Select each line in the rows below that contains the word "rear", and copy those lines out.
══ RECORDS SUPPLIED
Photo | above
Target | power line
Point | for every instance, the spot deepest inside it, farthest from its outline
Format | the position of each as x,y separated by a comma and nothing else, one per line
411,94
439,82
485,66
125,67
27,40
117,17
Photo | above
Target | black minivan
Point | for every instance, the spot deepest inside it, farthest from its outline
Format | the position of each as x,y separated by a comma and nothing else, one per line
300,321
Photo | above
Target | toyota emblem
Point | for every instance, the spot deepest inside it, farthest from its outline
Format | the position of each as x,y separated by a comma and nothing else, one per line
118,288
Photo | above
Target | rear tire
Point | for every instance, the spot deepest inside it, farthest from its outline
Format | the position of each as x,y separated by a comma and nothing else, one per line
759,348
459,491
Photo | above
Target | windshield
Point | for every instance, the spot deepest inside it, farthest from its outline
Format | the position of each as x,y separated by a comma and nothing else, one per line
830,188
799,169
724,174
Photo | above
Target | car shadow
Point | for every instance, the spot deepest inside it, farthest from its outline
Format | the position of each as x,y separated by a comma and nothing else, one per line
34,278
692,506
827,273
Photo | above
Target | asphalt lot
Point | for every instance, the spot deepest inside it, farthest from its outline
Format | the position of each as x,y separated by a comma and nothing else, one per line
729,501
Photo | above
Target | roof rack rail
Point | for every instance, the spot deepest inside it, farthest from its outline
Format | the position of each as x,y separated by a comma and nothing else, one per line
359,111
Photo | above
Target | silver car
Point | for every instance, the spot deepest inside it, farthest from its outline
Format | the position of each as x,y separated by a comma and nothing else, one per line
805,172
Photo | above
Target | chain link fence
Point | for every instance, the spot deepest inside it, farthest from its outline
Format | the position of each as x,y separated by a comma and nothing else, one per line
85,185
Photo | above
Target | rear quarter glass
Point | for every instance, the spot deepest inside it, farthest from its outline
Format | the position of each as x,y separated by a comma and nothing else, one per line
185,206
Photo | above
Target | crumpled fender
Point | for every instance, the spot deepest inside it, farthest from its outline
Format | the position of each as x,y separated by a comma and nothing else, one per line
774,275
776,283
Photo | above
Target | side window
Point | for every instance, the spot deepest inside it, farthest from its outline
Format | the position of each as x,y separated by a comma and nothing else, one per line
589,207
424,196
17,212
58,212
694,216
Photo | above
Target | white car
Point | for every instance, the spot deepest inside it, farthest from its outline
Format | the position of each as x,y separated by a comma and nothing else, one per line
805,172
════
* IN RESPONSE
Target | rear tire
Target | rear quarter glass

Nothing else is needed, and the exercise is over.